* [CONSEGNA 1]
Estrai dal brano su Don Sturzo, senza alcuna modifica, la parte che si apre con le parole contenenti "Fu Luigi Sturzo, in" e si chiude con "del denaro pubblico.".
* [CONSEGNA 2]
Stabilisci se le affermazioni seguenti concordano con il brano su Don Sturzo: (a) Sturzo coniò la parola «statalismo» negli anni '50; (b) per Sturzo la prima «malabestia» era la partitocrazia; (c) il principio di Leone XIII era espresso con dieci parole. Per ciascuna rispondi sì o no e riporta tra virgolette le parole del brano che lo decidono.

* [BRANO]
I valori cristiani pongono la persona in posizione preminente, al centro del sistema, con lo Stato al servizio del cittadino e non viceversa. Pertanto, l’antistatalismo di Don Sturzo ha origine innanzitutto da motivazioni di carattere morale: lo Stato al centro del sistema è una mostruosità immorale, perchè umilia la dignità dell’uomo, creato per essere protagonista e libero, soggetto soltanto alla propria coscienza e non ai diktat di uno Stato tuttofare. È dalla immoralità della violazione di una legge naturale (l’uomo prima di tutto) che poi discendono conseguenze negative di tipo politico, economico e sociale. La sintetica e incisiva espressione di Leone XIII in difesa e promozione dell’iniziativa privata e quindi della proprietà privata (“Tutti proprietari, non tutti proletari”) rimase impressa nella mente di Don Sturzo, che agì per tutta la sua vita in piena coerenza con questo principio-guida. Un principio espresso con soltanto cinque parole, che abbattevano d’un colpo il monumentale impianto dottrinale di Marx.
Fu Luigi Sturzo, in piena sintonia di pensiero con Luigi Einaudi, a coniare negli anni ‘50 la parola “statalismo”, che voleva dire “degenerazione dello Stato”. Per lui lo statalismo era la prima “malabestia”, che avrebbe poi nutrito le altre due “malebestie”: la partitocrazia e l’abuso del denaro pubblico.
“L’errore fondamentale dello statalismo - scriveva Don Sturzo – è quello di affidare allo Stato attività a scopo produttivo, connesse ad un vincolismo economico che soffoca la libertà dell’iniziativa privata. Trasferire il capitale privato allo Stato e farlo operare nei larghi settori dell’industria porta danno al Paese, alla sua economia e alla stessa classe operaia. (...) Lo statalismo fa la parte del riccio, entra nel buco con le spine abbassate e poi le va alzando via via per farsi quanto più largo possibile”.

* [ESTRATTO DATI]

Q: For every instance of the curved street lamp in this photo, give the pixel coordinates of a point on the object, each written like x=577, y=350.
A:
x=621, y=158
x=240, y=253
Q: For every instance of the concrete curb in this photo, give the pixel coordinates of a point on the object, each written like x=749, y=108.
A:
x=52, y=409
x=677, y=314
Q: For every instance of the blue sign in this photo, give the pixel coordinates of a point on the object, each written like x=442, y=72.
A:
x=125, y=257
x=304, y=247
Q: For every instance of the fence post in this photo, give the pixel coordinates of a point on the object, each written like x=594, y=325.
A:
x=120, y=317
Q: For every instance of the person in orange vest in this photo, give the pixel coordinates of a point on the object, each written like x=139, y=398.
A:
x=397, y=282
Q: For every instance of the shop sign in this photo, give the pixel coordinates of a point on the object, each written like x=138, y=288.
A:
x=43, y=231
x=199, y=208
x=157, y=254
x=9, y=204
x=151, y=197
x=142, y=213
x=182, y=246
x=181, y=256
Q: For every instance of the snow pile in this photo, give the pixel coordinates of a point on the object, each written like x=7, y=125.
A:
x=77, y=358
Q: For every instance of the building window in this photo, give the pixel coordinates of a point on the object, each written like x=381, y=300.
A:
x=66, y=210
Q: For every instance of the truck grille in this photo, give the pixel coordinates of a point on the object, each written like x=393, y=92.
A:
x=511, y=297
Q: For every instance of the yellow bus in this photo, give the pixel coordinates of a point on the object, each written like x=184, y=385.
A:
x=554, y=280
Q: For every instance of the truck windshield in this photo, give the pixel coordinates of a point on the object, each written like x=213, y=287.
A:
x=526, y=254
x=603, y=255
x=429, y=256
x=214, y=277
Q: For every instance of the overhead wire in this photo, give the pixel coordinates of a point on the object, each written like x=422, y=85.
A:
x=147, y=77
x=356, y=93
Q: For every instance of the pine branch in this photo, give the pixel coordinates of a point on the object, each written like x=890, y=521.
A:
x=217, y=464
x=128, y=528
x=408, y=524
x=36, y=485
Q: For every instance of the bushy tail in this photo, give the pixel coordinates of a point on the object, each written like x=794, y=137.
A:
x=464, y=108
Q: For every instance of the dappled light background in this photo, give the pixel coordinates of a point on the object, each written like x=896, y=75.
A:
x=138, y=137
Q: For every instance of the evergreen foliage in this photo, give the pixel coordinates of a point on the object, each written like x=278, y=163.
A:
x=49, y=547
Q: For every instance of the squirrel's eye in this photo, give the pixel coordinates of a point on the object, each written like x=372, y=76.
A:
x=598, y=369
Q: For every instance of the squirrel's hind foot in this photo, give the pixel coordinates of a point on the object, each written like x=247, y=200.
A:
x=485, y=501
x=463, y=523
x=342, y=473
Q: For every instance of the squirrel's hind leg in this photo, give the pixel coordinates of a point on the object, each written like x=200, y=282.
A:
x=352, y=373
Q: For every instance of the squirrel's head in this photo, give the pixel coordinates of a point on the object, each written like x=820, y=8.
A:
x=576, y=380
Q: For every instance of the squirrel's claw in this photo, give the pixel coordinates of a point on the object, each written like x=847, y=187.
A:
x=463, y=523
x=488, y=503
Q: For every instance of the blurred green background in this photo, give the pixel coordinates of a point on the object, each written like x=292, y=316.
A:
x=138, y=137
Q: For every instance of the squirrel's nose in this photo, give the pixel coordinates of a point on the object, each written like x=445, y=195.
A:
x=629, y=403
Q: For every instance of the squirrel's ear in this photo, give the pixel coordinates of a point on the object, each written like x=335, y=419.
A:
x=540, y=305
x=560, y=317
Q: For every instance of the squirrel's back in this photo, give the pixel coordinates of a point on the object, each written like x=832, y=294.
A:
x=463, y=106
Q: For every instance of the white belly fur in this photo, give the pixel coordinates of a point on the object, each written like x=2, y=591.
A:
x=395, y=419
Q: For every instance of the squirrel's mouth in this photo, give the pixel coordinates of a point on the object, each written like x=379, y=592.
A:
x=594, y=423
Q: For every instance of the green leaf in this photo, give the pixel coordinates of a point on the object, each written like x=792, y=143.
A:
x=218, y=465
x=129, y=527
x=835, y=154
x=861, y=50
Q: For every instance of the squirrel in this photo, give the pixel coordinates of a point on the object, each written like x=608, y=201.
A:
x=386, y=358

* [SPAZIO RISPOSTA 1]
Fu Luigi Sturzo, in piena sintonia di pensiero con Luigi Einaudi, a coniare negli anni ‘50 la parola “statalismo”, che voleva dire “degenerazione dello Stato”. Per lui lo statalismo era la prima “malabestia”, che avrebbe poi nutrito le altre due “malebestie”: la partitocrazia e l’abuso del denaro pubblico.

* [SPAZIO RISPOSTA 2]
(a) Sì: «a coniare negli anni ‘50 la parola “statalismo”».
(b) No: «lo statalismo era la prima “malabestia”».
(c) No: «Un principio espresso con soltanto cinque parole».